# TASK INPUTS
+ + + + + + +
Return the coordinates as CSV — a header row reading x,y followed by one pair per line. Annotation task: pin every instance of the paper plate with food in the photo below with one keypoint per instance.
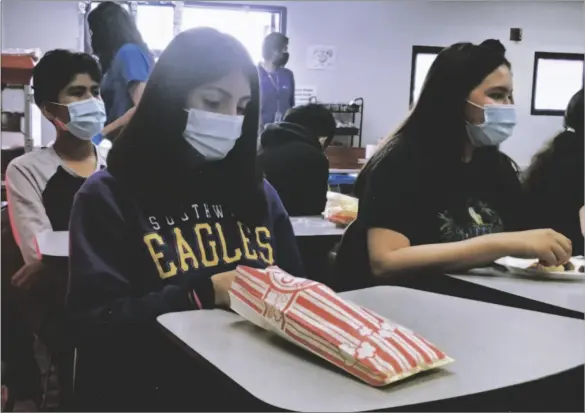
x,y
574,269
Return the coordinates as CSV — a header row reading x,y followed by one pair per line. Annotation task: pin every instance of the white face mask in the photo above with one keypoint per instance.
x,y
213,135
86,118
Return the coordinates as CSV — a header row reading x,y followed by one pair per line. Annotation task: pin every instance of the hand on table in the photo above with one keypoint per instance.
x,y
550,247
222,283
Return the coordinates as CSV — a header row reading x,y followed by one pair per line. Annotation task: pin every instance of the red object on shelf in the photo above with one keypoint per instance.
x,y
17,68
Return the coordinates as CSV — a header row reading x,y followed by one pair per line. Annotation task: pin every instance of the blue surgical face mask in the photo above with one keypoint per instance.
x,y
86,118
498,125
213,135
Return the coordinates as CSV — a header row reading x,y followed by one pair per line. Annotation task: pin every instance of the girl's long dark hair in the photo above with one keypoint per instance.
x,y
112,27
151,153
434,133
564,152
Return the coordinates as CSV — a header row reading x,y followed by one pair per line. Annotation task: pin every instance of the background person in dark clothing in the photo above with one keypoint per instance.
x,y
277,84
554,181
438,195
294,161
125,60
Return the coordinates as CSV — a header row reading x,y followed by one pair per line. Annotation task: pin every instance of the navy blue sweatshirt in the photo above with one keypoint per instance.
x,y
130,264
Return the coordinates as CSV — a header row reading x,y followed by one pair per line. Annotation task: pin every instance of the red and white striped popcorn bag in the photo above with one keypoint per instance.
x,y
310,315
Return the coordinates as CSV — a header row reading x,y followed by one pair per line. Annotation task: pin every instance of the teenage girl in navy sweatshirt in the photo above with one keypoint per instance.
x,y
162,229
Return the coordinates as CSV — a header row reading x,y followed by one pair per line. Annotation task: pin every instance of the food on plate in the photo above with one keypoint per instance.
x,y
539,266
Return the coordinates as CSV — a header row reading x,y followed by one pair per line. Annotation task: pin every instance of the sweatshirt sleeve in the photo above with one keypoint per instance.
x,y
287,252
28,217
103,297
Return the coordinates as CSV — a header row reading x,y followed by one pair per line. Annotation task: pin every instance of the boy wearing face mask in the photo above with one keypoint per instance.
x,y
277,84
40,185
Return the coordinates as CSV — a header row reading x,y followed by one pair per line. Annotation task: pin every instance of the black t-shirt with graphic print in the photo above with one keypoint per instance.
x,y
429,204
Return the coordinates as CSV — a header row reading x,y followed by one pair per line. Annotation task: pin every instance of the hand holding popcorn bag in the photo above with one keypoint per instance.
x,y
312,316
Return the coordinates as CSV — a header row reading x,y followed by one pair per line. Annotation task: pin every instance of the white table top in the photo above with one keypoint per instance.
x,y
314,226
53,243
493,347
565,294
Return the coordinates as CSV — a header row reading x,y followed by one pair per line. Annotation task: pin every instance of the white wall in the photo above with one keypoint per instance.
x,y
374,40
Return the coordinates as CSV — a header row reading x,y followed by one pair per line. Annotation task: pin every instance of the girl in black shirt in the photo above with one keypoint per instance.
x,y
439,195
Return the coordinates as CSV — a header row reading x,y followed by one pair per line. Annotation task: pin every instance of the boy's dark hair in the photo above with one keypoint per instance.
x,y
57,68
315,118
272,42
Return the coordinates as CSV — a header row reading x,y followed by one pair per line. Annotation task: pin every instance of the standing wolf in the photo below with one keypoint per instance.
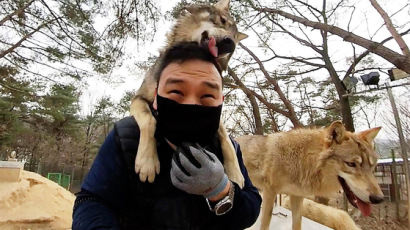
x,y
211,26
312,162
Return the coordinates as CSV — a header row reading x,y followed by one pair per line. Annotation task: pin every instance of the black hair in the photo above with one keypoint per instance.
x,y
182,52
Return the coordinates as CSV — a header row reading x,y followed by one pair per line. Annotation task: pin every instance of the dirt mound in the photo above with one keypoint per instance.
x,y
34,203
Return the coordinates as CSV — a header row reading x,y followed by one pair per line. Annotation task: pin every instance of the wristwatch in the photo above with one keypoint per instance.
x,y
224,205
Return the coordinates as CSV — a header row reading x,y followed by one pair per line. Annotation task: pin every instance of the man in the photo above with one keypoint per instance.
x,y
192,191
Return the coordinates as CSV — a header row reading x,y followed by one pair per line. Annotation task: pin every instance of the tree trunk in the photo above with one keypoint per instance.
x,y
255,107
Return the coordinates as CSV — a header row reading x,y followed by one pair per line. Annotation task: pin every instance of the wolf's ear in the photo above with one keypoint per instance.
x,y
336,132
369,135
240,36
189,9
222,5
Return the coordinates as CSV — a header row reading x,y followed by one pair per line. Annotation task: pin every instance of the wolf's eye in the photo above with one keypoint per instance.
x,y
351,164
223,21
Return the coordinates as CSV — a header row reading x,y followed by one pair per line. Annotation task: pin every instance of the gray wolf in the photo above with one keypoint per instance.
x,y
210,25
332,217
313,162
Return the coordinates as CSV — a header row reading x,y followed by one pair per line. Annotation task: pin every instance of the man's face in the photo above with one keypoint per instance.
x,y
191,82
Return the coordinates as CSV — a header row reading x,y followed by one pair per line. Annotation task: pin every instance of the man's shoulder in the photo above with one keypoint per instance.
x,y
127,134
128,126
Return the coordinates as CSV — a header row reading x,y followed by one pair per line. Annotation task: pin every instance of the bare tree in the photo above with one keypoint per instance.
x,y
400,61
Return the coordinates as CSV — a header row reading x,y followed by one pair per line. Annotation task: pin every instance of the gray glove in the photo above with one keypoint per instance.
x,y
202,174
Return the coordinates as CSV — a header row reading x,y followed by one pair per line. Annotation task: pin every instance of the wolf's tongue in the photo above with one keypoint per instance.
x,y
212,47
363,207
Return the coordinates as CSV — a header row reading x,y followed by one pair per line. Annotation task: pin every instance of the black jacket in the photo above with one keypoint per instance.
x,y
112,196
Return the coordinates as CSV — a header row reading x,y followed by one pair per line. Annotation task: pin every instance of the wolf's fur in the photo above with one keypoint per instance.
x,y
215,21
308,162
331,217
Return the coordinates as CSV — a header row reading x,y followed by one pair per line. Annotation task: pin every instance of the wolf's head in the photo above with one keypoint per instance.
x,y
209,25
353,158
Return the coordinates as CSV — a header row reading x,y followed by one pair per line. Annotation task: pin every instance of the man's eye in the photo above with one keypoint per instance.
x,y
351,164
208,96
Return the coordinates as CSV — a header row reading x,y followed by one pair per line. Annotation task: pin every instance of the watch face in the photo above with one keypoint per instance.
x,y
223,208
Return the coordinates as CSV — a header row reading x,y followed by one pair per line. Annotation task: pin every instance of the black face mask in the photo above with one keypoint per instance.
x,y
187,123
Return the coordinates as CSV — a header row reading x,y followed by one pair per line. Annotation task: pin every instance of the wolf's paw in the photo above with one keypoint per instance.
x,y
147,163
234,174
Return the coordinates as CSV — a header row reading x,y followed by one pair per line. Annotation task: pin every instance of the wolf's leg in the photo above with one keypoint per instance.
x,y
146,162
231,164
268,198
296,207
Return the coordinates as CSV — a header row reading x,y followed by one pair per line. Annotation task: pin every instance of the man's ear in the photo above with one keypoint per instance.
x,y
154,104
369,135
335,132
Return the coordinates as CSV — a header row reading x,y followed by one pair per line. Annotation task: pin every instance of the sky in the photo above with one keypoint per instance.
x,y
127,77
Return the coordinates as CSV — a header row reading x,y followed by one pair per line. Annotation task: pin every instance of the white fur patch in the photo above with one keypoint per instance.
x,y
358,188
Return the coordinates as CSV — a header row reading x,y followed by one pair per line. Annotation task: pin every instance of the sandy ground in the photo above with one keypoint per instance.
x,y
34,203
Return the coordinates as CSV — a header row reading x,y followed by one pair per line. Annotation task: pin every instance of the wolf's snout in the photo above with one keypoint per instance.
x,y
376,199
226,45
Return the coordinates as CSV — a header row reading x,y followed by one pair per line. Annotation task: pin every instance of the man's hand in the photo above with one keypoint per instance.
x,y
207,178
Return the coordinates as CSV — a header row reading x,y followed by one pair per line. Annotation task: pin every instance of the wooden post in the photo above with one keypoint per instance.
x,y
403,147
395,186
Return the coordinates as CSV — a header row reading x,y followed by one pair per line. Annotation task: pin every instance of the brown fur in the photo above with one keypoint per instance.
x,y
332,217
217,22
307,162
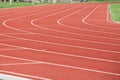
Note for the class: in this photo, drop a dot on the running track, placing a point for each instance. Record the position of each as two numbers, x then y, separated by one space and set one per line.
60 42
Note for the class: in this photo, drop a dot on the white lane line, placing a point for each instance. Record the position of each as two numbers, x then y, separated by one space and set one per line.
84 21
73 67
11 77
17 64
66 45
22 12
4 49
11 57
62 24
64 54
24 75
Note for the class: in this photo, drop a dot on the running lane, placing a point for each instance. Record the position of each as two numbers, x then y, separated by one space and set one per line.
+ + + + + + +
# AIM OF THE EXERCISE
The copy runs from the line containing "the white fur" through the last line of the material, both ends included. Reproduce those lines exactly and drop the pictures.

# SOLUTION FOR THIS TASK
Return the coordinates as CSV — a header row reading x,y followed by one pair per line. Annotation task: pin every instance of the white fur patch in the photo above with one keypoint per instance.
x,y
358,188
Return the coordinates as CSV — a header row reading x,y followed by one pair per line. Annotation task: pin every instance of the sandy ground in the photo above with one keypoint per instance.
x,y
34,203
Return the coordinates as CSV — a header row reading x,y followed by one pair per line. Annotation task: pin every instance of the wolf's snout in the photo above with one keypoint per instance.
x,y
376,199
226,45
Return the coordinates as CSV — a header row reading x,y followed by one pair per line. Annotation task: pin every instance of the man's hand in the photo above with one keypoint per instance.
x,y
207,178
Return the coordinates as CSV — a header row reading x,y followed by one pair per line. Annotation task: pin every instance of the wooden post in the photo above with one keypoint per instance.
x,y
403,147
395,186
Return the coordinates as CSV — a header row reading x,y followed by one pair per line. Annotation task: pin every instance of the brown fur in the photo above with one keypoint per instance.
x,y
332,217
217,22
307,162
Note for the class: in this photo, drop a dot on the running track, placing a point for each instance. Record the position of each as two numbers, x then y, separated by one space and set one per line.
60 42
Note for the class: in this photo, drop a dot on the white lane line, placing a point for each instance. Record the position of each as two numbers, x then y, separated by one space and set one per line.
84 21
73 67
11 77
17 64
66 45
22 12
4 49
11 57
62 24
64 54
24 75
Note for the class: in this photo, drop a dot on the running lane, placing a point for each instance. Record the position of each as two numbers, x then y, separated by one space and set one per line.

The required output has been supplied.